(What to do) State how many lines of the listing below contain the string "leaf", with case counting. Give only the number.

(Material for this exercise)
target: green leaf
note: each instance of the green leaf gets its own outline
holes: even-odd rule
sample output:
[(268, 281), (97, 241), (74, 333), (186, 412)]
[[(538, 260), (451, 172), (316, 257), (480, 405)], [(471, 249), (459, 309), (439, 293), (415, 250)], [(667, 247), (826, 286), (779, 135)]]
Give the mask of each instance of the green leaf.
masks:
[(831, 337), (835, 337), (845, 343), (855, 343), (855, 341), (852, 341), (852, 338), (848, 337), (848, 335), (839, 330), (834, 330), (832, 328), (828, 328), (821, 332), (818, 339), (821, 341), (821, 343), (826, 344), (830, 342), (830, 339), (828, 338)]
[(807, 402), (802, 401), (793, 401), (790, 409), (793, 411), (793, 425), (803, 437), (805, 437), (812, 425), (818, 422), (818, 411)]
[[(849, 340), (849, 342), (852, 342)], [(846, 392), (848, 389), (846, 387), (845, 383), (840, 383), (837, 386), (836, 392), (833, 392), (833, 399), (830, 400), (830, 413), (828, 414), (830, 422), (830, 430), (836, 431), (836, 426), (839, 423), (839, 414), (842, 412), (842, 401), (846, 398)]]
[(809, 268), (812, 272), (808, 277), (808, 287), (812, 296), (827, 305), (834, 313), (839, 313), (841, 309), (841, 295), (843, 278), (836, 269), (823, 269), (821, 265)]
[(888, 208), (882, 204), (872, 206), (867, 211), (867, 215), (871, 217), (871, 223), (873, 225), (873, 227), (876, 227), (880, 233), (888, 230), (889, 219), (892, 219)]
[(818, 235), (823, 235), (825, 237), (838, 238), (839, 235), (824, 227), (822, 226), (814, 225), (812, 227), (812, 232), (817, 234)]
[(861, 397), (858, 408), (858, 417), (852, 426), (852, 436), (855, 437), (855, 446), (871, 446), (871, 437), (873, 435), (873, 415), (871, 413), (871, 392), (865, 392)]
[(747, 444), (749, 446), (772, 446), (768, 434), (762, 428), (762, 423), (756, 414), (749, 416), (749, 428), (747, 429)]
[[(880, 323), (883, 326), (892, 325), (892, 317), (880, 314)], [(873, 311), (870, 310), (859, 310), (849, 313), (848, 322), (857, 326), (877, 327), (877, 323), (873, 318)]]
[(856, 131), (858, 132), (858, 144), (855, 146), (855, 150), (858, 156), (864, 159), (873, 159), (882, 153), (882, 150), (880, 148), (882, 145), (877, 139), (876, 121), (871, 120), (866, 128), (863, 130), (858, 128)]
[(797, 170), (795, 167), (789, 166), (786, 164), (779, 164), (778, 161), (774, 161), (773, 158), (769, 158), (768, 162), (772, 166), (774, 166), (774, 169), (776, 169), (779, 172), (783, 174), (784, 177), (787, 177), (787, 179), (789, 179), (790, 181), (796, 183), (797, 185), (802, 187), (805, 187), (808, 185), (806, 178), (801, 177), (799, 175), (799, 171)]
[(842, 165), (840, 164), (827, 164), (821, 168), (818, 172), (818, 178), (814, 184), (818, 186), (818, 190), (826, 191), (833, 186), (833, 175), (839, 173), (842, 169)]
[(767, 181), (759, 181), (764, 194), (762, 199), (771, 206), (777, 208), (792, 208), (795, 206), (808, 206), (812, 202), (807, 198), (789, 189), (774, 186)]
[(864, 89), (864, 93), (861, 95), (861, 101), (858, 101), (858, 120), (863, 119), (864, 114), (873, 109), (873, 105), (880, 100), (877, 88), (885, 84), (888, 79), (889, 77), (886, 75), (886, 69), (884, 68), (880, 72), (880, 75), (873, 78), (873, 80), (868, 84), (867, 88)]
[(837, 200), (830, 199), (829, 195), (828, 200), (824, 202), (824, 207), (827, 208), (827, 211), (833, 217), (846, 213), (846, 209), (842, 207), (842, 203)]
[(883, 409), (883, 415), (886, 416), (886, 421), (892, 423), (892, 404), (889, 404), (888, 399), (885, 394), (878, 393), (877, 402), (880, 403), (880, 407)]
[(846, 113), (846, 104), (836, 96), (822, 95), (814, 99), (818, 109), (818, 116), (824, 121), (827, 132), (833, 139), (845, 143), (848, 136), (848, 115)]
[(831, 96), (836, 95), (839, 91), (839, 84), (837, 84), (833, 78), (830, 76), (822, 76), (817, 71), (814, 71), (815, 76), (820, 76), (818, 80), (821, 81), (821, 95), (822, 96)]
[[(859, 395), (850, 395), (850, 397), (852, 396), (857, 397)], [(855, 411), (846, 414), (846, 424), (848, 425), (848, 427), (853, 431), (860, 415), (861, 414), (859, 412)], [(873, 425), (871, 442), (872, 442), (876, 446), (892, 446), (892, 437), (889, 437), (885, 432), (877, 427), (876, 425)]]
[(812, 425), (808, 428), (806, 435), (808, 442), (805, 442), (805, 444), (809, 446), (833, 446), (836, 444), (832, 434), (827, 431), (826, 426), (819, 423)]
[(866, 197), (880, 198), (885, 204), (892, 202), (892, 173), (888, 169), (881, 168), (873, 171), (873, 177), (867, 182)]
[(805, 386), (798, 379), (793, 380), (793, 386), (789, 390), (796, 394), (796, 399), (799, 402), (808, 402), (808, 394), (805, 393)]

(Expected answer) 3